* EXERCISE DESCRIPTION
Copy the data below line for line, changing nothing.

[Dataset items]
start
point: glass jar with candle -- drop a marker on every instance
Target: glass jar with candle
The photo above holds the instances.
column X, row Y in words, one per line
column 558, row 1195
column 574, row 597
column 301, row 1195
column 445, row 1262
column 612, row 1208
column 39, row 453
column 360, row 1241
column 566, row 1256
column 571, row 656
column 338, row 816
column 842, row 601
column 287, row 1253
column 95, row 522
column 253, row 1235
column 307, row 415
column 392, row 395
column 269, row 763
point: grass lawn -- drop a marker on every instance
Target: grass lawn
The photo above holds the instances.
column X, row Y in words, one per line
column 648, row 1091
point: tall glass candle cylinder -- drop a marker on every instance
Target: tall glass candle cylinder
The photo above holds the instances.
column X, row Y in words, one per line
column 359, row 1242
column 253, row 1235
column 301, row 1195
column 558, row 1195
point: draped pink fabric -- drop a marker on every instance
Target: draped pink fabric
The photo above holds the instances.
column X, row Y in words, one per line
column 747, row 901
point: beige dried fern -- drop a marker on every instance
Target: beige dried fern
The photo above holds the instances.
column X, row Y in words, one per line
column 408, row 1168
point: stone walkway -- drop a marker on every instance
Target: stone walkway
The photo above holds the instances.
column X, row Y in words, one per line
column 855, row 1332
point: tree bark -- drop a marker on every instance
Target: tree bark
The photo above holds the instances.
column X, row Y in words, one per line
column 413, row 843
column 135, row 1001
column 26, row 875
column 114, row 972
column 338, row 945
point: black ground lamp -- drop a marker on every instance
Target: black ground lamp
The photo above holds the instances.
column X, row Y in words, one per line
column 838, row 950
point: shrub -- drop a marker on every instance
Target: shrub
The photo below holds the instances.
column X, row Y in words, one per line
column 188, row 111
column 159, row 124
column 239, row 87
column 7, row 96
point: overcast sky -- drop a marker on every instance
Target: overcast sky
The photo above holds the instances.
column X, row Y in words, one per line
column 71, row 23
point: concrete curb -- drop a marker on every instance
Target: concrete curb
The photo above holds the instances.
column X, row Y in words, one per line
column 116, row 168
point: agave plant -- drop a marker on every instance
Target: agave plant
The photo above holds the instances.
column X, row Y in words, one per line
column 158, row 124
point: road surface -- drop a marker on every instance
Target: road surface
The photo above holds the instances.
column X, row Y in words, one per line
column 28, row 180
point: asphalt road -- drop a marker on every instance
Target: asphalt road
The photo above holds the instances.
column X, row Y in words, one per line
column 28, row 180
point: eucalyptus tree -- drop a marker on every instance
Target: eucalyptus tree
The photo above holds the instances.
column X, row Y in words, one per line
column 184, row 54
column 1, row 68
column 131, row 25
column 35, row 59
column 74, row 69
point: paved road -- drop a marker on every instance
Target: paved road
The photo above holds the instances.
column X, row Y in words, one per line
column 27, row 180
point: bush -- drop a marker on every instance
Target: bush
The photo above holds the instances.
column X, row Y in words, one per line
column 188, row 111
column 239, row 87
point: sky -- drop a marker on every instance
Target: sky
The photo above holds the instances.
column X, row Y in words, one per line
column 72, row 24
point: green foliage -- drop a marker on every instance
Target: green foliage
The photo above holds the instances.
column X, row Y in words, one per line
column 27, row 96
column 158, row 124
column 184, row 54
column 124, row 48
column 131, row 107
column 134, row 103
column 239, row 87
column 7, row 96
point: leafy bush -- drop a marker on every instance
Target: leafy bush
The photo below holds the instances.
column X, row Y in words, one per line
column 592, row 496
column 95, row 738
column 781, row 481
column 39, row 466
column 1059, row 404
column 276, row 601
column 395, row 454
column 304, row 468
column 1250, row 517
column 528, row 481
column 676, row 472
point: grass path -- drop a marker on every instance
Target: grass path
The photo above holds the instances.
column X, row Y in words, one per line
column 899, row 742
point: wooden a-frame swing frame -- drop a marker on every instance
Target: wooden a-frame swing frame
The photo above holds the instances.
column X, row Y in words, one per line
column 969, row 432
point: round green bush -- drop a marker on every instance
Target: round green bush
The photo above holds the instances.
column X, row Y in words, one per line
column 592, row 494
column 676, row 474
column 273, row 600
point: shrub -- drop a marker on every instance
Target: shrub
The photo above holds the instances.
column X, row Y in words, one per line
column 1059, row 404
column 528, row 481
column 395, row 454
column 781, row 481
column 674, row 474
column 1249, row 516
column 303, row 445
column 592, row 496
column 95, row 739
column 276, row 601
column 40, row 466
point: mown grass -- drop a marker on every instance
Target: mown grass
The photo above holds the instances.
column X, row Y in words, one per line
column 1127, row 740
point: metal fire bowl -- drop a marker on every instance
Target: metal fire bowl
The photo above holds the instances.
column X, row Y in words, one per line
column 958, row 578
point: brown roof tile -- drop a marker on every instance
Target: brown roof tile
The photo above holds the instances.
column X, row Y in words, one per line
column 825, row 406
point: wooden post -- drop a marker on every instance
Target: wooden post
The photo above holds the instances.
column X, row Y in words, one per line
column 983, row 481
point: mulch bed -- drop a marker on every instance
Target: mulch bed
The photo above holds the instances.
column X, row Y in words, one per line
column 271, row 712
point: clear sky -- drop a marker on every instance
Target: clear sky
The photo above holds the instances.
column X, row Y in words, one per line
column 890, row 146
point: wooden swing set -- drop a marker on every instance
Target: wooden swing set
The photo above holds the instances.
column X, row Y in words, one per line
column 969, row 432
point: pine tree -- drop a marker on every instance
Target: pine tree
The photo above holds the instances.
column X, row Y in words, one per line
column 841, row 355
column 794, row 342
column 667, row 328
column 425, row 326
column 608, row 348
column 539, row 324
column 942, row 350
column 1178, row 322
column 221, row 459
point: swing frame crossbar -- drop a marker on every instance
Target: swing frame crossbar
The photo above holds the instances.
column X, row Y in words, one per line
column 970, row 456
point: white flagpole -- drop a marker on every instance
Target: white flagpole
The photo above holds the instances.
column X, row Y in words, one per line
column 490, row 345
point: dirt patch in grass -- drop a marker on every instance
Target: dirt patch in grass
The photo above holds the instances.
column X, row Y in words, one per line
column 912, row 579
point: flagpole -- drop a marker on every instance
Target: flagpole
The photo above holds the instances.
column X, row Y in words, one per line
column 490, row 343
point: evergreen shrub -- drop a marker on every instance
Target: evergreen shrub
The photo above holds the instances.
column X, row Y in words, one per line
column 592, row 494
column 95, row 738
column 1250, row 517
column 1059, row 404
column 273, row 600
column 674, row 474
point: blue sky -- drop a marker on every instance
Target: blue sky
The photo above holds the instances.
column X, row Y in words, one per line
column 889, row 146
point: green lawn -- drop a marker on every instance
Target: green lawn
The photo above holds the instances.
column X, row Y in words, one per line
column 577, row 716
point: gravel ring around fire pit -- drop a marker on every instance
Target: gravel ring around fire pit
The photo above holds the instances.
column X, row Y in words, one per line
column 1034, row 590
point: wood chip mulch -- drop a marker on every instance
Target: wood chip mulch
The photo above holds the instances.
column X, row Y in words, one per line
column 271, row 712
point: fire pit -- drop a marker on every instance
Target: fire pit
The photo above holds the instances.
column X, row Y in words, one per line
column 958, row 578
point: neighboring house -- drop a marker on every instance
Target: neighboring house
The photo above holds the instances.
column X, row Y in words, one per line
end
* ANSWER TO THE EXERCISE
point: glass jar with candle -- drop a marker on every instance
Target: glass jar with candle
The photo above holds the instances.
column X, row Y in words, one per line
column 558, row 1195
column 574, row 597
column 301, row 1195
column 445, row 1262
column 612, row 1208
column 39, row 453
column 360, row 1241
column 566, row 1256
column 571, row 656
column 338, row 816
column 842, row 601
column 287, row 1253
column 95, row 522
column 253, row 1235
column 307, row 415
column 392, row 395
column 269, row 763
point: grass lawn -- drop a marker on every instance
Target: grass lawn
The photo above holds the instances.
column X, row Y in words, one per line
column 648, row 1091
point: tall glass candle cylinder -- drop a marker on every instance
Target: tall glass candle cylinder
The photo above holds the instances.
column X, row Y in words, one per line
column 359, row 1242
column 253, row 1235
column 301, row 1195
column 558, row 1195
point: draped pink fabric -- drop a marker on every instance
Target: draped pink fabric
The photo above holds the instances.
column X, row Y in words, one per line
column 747, row 901
point: beige dried fern -- drop a marker on every instance
Target: beige dried fern
The photo above holds the instances.
column X, row Y in words, one per line
column 408, row 1168
point: stone walkway -- drop a marker on every instance
Target: stone walkway
The photo above holds the instances.
column X, row Y in words, one per line
column 855, row 1332
point: tree bark -- drop a marker on every instance
Target: tree bark
The photo above holds the instances.
column X, row Y in words, one per line
column 413, row 843
column 135, row 1001
column 26, row 875
column 114, row 972
column 338, row 945
point: black ground lamp -- drop a marker on every instance
Target: black ground lamp
The photo above holds the instances.
column X, row Y in words, one per line
column 838, row 950
point: shrub -- drop a marker on every instance
Target: shrub
The photo below holds the instances.
column X, row Y in words, one per line
column 188, row 111
column 159, row 124
column 239, row 87
column 7, row 96
point: overcast sky -- drop a marker on every instance
Target: overcast sky
The photo above holds the instances.
column X, row Y in words, one per line
column 71, row 23
point: concrete curb -- drop a marker on every instance
Target: concrete curb
The photo above holds the instances.
column X, row Y in words, one per line
column 116, row 168
point: agave plant -- drop a marker on every instance
Target: agave plant
The photo above holds the instances.
column X, row Y in words, one per line
column 158, row 124
point: road surface -- drop a marker on every instance
Target: road surface
The photo above holds the instances.
column X, row Y in words, one per line
column 28, row 180
point: asphalt road -- drop a marker on every instance
Target: asphalt road
The photo above holds the instances.
column X, row Y in words, one per line
column 28, row 180
point: eucalyptus tree -- drop a marker on every instance
Target: eucalyptus tree
The photo above holds the instances.
column X, row Y in words, one per line
column 184, row 54
column 1, row 68
column 131, row 25
column 35, row 59
column 74, row 69
point: paved road -- drop a marker on every instance
Target: paved road
The photo above holds the instances.
column X, row Y in words, one per line
column 27, row 180
point: bush -- drop a marker on every instance
Target: bush
The photo above holds the instances.
column X, row Y in words, one per line
column 188, row 111
column 239, row 87
point: sky -- drop a marker on every instance
Target: sky
The photo above holds the instances.
column X, row Y in words, one per line
column 72, row 24
point: green foliage -- drop a marker on every instance
Target: green foliage
The photo above holds the instances.
column X, row Y in words, one per line
column 27, row 96
column 158, row 124
column 184, row 54
column 124, row 48
column 131, row 107
column 134, row 103
column 239, row 87
column 7, row 96
point: leafy bush -- drop a marker on every instance
Target: leafy bush
The photo below holds the instances.
column X, row Y in words, one per line
column 592, row 496
column 95, row 738
column 781, row 481
column 39, row 466
column 1059, row 404
column 276, row 601
column 395, row 454
column 304, row 468
column 1250, row 517
column 528, row 481
column 676, row 472
point: grass path -- drop a marker on every instance
Target: grass path
The photo above holds the instances.
column X, row Y in words, one per line
column 899, row 742
point: wooden a-frame swing frame -- drop a marker on every instance
Target: wooden a-frame swing frame
The photo above holds the instances.
column X, row Y in words, one per line
column 969, row 432
point: round green bush -- drop a marker on every instance
Target: round green bush
The photo above holds the instances.
column X, row Y in words, one per line
column 592, row 494
column 676, row 474
column 273, row 600
point: shrub -- drop a marker on every instance
Target: shrub
The photo above holds the instances.
column X, row Y in words, one per line
column 1059, row 404
column 528, row 481
column 395, row 454
column 781, row 481
column 674, row 474
column 1249, row 516
column 303, row 445
column 592, row 496
column 95, row 739
column 276, row 601
column 40, row 466
point: mown grass -- drop a marker on every instance
Target: mown grass
The photo above holds the instances.
column X, row Y in words, one per line
column 1127, row 740
point: metal fire bowl -- drop a marker on every instance
Target: metal fire bowl
The photo above holds the instances.
column X, row Y in words, one per line
column 958, row 578
point: brown roof tile -- drop a marker on every instance
Target: brown roof tile
The photo above holds the instances.
column X, row Y in words, one per line
column 825, row 406
point: wooden post -- drop a marker on every instance
Target: wooden post
The photo above holds the instances.
column X, row Y in words, one per line
column 983, row 481
point: mulch bed -- drop a marker on every instance
Target: mulch bed
The photo above holds the instances.
column X, row Y in words, one per line
column 271, row 712
point: clear sky -- drop a marker on every instance
Target: clear sky
The photo above holds the instances.
column X, row Y in words, one per line
column 890, row 146
point: wooden swing set -- drop a marker on every instance
Target: wooden swing set
The photo above holds the instances.
column X, row Y in words, one per line
column 969, row 432
point: pine tree -- drop a marker on every instance
Target: pine tree
The photo above holds the instances.
column X, row Y in words, one per line
column 841, row 355
column 794, row 342
column 667, row 328
column 425, row 326
column 608, row 348
column 539, row 324
column 942, row 350
column 1178, row 322
column 221, row 459
point: swing frame crossbar -- drop a marker on every instance
Target: swing frame crossbar
The photo above holds the instances.
column X, row Y in words, one per line
column 970, row 456
point: white flagpole -- drop a marker on every instance
Target: white flagpole
The photo above holds the instances.
column X, row Y in words, one per line
column 490, row 345
point: dirt patch in grass -- drop a marker on every instance
Target: dirt patch in grass
The photo above holds the instances.
column X, row Y in words, one per line
column 912, row 579
point: flagpole -- drop a marker on every instance
Target: flagpole
The photo above holds the instances.
column X, row Y in words, one per line
column 490, row 343
point: evergreen shrub -- drop a marker on every instance
Target: evergreen shrub
The photo above holds the instances.
column X, row Y in words, one per line
column 592, row 494
column 95, row 738
column 1250, row 517
column 1059, row 404
column 273, row 600
column 674, row 474
point: blue sky -- drop a marker on every instance
Target: blue sky
The photo above holds the instances.
column X, row Y in words, one per line
column 889, row 146
point: green lawn -- drop a marker on every instance
Target: green lawn
The photo above holds the instances.
column X, row Y in words, one per line
column 577, row 716
point: gravel ring around fire pit -- drop a marker on every instance
Target: gravel ring around fire pit
The photo above holds the instances.
column X, row Y in words, one per line
column 1034, row 590
point: wood chip mulch -- drop a marker on every instance
Target: wood chip mulch
The photo above holds the instances.
column X, row Y in words, one per line
column 271, row 712
point: fire pit -- drop a marker on every instance
Target: fire pit
The photo above holds the instances.
column X, row Y in words, one per line
column 958, row 578
point: neighboring house -- drop a marker on every instance
Target: neighboring house
The photo above holds the instances.
column X, row Y in words, one per line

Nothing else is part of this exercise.